━━━ SOURCE RECORDS

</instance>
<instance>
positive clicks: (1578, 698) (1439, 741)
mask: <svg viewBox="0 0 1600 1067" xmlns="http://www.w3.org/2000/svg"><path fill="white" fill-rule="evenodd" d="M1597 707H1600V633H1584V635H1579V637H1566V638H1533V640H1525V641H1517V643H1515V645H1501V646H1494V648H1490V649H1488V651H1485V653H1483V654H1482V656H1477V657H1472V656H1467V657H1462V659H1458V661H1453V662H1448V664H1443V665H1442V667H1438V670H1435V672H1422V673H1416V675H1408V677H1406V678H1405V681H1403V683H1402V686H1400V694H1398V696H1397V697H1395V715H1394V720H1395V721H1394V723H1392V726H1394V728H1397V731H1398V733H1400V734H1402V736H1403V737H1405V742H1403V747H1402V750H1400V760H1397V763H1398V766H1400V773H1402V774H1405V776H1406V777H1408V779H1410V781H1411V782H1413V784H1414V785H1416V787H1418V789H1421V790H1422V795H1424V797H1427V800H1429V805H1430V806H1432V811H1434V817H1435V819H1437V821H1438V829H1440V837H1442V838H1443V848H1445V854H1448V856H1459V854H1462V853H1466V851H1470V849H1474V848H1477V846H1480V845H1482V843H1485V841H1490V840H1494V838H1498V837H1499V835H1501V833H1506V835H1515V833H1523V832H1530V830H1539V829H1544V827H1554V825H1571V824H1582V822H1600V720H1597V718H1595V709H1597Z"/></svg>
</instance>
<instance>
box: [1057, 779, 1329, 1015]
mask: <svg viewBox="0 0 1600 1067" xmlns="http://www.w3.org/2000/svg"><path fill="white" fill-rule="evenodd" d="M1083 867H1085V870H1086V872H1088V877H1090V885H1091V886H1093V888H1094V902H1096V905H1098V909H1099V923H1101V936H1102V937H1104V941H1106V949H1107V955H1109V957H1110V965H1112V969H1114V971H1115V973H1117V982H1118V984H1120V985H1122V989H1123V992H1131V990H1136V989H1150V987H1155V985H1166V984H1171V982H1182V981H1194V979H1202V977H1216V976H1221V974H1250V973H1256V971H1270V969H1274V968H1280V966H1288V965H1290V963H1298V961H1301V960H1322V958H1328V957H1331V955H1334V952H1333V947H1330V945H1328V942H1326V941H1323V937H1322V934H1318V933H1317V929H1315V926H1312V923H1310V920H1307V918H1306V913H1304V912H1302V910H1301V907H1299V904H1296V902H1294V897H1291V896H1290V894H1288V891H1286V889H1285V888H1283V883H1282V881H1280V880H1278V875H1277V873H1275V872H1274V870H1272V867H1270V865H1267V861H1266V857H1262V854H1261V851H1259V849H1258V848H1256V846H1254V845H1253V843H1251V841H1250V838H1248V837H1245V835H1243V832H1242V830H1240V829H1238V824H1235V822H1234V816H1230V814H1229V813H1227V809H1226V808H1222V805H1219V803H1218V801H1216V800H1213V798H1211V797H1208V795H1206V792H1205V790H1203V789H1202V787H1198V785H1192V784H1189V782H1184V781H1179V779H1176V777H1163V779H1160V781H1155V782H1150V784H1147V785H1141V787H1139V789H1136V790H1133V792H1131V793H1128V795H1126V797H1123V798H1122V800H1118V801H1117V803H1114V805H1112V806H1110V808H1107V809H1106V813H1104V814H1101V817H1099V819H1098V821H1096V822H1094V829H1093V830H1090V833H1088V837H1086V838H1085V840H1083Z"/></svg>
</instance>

━━━━━━

** THE PROBLEM **
The task calls for all the records above to be repeated exactly.

** RESULT BELOW **
</instance>
<instance>
positive clicks: (1578, 698) (1439, 741)
mask: <svg viewBox="0 0 1600 1067" xmlns="http://www.w3.org/2000/svg"><path fill="white" fill-rule="evenodd" d="M1597 707H1600V633H1584V635H1579V637H1566V638H1533V640H1525V641H1517V643H1515V645H1501V646H1494V648H1490V649H1488V651H1485V653H1483V654H1482V656H1477V657H1472V656H1467V657H1462V659H1458V661H1453V662H1448V664H1443V665H1442V667H1438V670H1435V672H1422V673H1416V675H1408V677H1406V678H1405V681H1403V683H1402V686H1400V694H1398V696H1397V697H1395V715H1394V720H1395V721H1394V723H1392V726H1394V728H1397V731H1398V733H1400V734H1402V736H1403V737H1405V742H1403V747H1402V750H1400V760H1397V763H1398V766H1400V773H1402V774H1405V776H1406V777H1408V779H1410V781H1411V782H1413V784H1414V785H1416V787H1418V789H1421V790H1422V795H1424V797H1427V800H1429V805H1430V806H1432V811H1434V817H1435V819H1437V821H1438V829H1440V837H1442V838H1443V848H1445V854H1448V856H1459V854H1462V853H1466V851H1470V849H1474V848H1477V846H1480V845H1482V843H1485V841H1490V840H1494V838H1498V837H1499V835H1501V833H1506V835H1515V833H1523V832H1530V830H1539V829H1544V827H1554V825H1571V824H1582V822H1600V720H1597V718H1595V709H1597Z"/></svg>
</instance>
<instance>
box: [1057, 779, 1329, 1015]
mask: <svg viewBox="0 0 1600 1067" xmlns="http://www.w3.org/2000/svg"><path fill="white" fill-rule="evenodd" d="M1083 867H1085V870H1086V872H1088V877H1090V885H1091V886H1093V888H1094V902H1096V905H1098V909H1099V923H1101V936H1102V937H1104V941H1106V949H1107V955H1109V957H1110V965H1112V969H1114V971H1115V973H1117V982H1118V984H1120V985H1122V989H1123V992H1131V990H1136V989H1150V987H1155V985H1166V984H1171V982H1182V981H1194V979H1202V977H1216V976H1221V974H1250V973H1256V971H1270V969H1274V968H1280V966H1288V965H1290V963H1298V961H1301V960H1322V958H1328V957H1331V955H1334V952H1333V947H1330V945H1328V942H1326V941H1323V937H1322V934H1318V933H1317V929H1315V926H1312V923H1310V920H1307V918H1306V913H1304V912H1302V910H1301V907H1299V904H1296V902H1294V897H1291V896H1290V894H1288V891H1286V889H1285V888H1283V883H1282V881H1280V880H1278V875H1277V873H1275V872H1274V870H1272V867H1270V865H1267V861H1266V857H1262V854H1261V851H1259V849H1258V848H1256V846H1254V845H1253V843H1251V841H1250V838H1248V837H1245V835H1243V832H1242V830H1240V829H1238V824H1235V822H1234V816H1230V814H1229V813H1227V809H1226V808H1222V805H1219V803H1218V801H1216V800H1213V798H1211V797H1208V795H1206V792H1205V790H1203V789H1202V787H1198V785H1192V784H1189V782H1184V781H1179V779H1176V777H1163V779H1160V781H1155V782H1150V784H1147V785H1141V787H1139V789H1136V790H1133V792H1131V793H1128V795H1126V797H1123V798H1122V800H1118V801H1117V803H1114V805H1112V806H1110V808H1107V809H1106V813H1104V814H1101V817H1099V819H1098V821H1096V822H1094V829H1093V830H1090V833H1088V837H1086V838H1085V840H1083Z"/></svg>
</instance>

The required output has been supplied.